Transcribe each entry shown below with no difference from the original.

Stored data entries:
____________________

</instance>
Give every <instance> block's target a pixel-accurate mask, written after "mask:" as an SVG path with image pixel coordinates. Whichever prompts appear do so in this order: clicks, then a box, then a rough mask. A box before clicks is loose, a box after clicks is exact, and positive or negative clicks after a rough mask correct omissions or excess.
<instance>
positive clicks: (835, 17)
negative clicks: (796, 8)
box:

____________________

_RESPONSE TO THE EXERCISE:_
</instance>
Give every <instance> block's target a pixel-accurate mask, written after "mask:" as an SVG path with image pixel coordinates. Whichever prompts appear do so in this order: clicks, then a box, then a rough mask. A box before clicks is loose, a box after clicks is exact, and positive or negative clicks after a rough mask correct omissions or excess.
<instance>
positive clicks: (835, 17)
negative clicks: (796, 8)
box:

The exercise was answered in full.